THE PROBLEM
Every record, down to the last line, must be given again exactly.

<<<<

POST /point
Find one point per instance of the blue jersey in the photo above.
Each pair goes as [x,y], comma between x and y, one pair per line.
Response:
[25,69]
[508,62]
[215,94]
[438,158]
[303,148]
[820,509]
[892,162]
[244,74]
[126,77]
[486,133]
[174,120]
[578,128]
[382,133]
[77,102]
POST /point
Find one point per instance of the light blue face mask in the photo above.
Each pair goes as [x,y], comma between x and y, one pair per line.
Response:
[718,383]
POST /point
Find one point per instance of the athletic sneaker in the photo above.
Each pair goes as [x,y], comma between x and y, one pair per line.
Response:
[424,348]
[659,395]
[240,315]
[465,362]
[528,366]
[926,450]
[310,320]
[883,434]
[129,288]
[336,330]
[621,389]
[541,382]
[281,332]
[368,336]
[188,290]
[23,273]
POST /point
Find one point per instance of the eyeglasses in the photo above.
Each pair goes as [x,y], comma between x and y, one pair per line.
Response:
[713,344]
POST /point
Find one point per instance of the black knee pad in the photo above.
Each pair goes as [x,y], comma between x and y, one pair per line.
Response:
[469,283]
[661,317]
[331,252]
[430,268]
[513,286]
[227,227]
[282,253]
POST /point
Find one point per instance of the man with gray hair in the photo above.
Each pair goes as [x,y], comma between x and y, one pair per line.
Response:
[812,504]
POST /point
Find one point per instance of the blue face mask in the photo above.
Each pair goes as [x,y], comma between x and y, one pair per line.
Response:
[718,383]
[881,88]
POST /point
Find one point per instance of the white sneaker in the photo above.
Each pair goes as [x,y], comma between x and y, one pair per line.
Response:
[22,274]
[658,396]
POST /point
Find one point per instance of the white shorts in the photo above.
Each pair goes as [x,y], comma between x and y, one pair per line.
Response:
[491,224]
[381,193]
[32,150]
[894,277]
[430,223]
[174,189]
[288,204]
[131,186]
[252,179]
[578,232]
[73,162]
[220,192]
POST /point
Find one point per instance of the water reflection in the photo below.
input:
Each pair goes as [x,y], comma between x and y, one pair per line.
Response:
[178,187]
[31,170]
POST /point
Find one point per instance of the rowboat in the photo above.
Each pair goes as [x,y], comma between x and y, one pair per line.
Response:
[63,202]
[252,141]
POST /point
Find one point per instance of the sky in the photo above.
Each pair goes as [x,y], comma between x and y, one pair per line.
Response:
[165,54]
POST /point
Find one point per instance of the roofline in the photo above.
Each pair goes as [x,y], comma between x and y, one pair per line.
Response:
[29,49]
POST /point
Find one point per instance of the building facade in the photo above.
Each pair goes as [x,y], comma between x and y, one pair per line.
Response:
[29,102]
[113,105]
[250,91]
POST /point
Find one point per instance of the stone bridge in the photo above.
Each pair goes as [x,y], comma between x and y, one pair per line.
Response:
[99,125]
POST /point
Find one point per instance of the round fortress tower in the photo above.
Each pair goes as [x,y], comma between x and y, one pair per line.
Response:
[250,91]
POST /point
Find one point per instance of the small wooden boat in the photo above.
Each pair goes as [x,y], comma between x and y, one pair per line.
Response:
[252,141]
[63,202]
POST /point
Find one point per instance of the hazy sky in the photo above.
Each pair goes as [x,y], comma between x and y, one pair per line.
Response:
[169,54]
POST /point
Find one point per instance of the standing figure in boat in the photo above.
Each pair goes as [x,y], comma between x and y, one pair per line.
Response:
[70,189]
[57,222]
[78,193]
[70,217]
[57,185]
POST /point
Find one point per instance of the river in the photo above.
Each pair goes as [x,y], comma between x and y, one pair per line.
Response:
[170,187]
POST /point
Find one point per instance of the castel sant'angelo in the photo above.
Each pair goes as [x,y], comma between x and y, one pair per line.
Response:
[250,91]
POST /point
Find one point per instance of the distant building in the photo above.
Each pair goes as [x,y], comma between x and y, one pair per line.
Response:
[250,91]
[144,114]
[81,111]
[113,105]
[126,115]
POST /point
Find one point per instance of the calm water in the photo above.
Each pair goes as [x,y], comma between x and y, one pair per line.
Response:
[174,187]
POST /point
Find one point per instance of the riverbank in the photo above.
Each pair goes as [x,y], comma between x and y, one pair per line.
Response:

>>>>

ANSWER TO THIS EXERCISE
POST /point
Find one point per instance of the blue jersey in the photo above.
Each pair goes as [x,y], comma between x and y, one pair per line.
Response:
[25,69]
[508,62]
[215,94]
[438,158]
[303,148]
[820,509]
[892,162]
[244,74]
[126,77]
[486,133]
[174,120]
[578,128]
[382,133]
[77,102]
POST /point
Find one point per instance of the light blue face mask in the photo above.
Each pair goes as [x,y], comma between x and y, one pair per line.
Response:
[718,383]
POST /point
Find one point per instance of the athletic sneaker in the photo above.
Each pair goes as [x,y], comma between x and y, one pair per line.
Response:
[424,348]
[659,395]
[240,315]
[465,362]
[528,366]
[926,450]
[310,320]
[883,434]
[129,288]
[336,330]
[621,389]
[541,382]
[281,332]
[368,336]
[188,290]
[23,273]
POST /point
Find one point per instance of the eyeglasses in the photo above.
Each pair goes as [x,y], comma between x and y, one pair per line.
Response:
[713,344]
POST /point
Find one point per instance of the black knee pad in the photo above.
Each pair goes as [x,y], comma between x and y, one pair per line.
Response:
[469,283]
[661,317]
[331,252]
[430,268]
[513,286]
[227,227]
[282,253]
POST /point
Find one point per instance of the man with gray hair in the photo above.
Each pair goes as [x,y], comma between x and y, one pair per line.
Response:
[812,504]
POST /point
Find one point per instance of the blue face mask in the photo above.
Each pair goes as [x,y], comma between x and y, one pair per line.
Response:
[718,383]
[881,88]
POST /point
Find one point per instance of the white sneaker in the photo above.
Each pair goes as [x,y], comma between x and y, one pair per line.
Response:
[22,274]
[658,396]
POST /point
Find one point per instance of the white shorts in the photo above.
Each pair goes as [x,y], comma between x and y, one pair per line.
Response:
[491,224]
[381,193]
[32,150]
[894,277]
[430,223]
[174,189]
[288,204]
[131,186]
[252,179]
[578,232]
[73,162]
[220,192]
POST /point
Find one point per instance of the water reflection in the photo below.
input:
Each pair goes as [x,y], comma between x and y, one pair per line.
Response:
[178,187]
[31,170]
POST /point
Find one point per instance of the rowboat in the photo above.
Each pair goes as [x,y], comma between x and y, one pair per line.
Response:
[63,202]
[252,141]
POST /point
Find one point per instance of the sky in the photo above.
Each pair goes as [x,y], comma between x and y, one pair per line.
Response:
[165,54]
POST /point
Find one point per instance of the roofline in the photo above.
Each pair goes as [x,y], comma between x and y, one pair per line.
Response:
[29,49]
POST /point
Find one point per instance of the building facade in the photo above.
Each pair goes as [x,y], comma between x and y, one pair per line.
Response:
[29,102]
[113,105]
[250,91]
POST /point
Find one point per instance of the stone bridge in the photo above.
Each pair goes as [x,y], comma between x and y, one pair per line.
Response:
[99,125]
POST /point
Find one point per instance of the round fortress tower in the photo above.
Each pair goes as [x,y], comma between x and y, one pair per line.
Response:
[250,91]
POST /point
Find one point per instance of the small wooden boat in the photo above.
Each pair goes as [x,y], comma between x and y, one pair per line.
Response:
[252,141]
[63,202]
POST /point
Find one point per instance of the hazy sky in the photo above.
Each pair goes as [x,y], comma between x and y, one pair per line.
Response:
[169,54]
POST /point
Find one point per instance of the standing figure in boat in the photo above.
Each pair goes as [x,y], comma between x and y, one pair per line.
Response:
[70,189]
[57,222]
[78,193]
[70,217]
[57,185]
POST /point
Find one point per instance of the river in the photo above.
Each pair goes as [x,y], comma between x and y, one pair per line.
Response:
[170,187]
POST /point
Find one point per instance of the castel sant'angelo in the photo above.
Each pair goes as [x,y], comma between x and y, one pair per line.
Response:
[250,91]
POST /point
Find one point per instance of the distant building in the photo above.
Each pair goes as [x,y], comma between x and y, one pair per line.
Response:
[250,91]
[144,114]
[81,111]
[113,105]
[126,115]
POST /point
Find one point per instance of the calm water in the photo above.
Each pair goes as [x,y], comma between x and y, one pair per line.
Response:
[174,187]
POST /point
Find one point per instance of the riverbank in the photo above.
Each pair goes as [x,y], comma between x and y, one pair per line.
Response:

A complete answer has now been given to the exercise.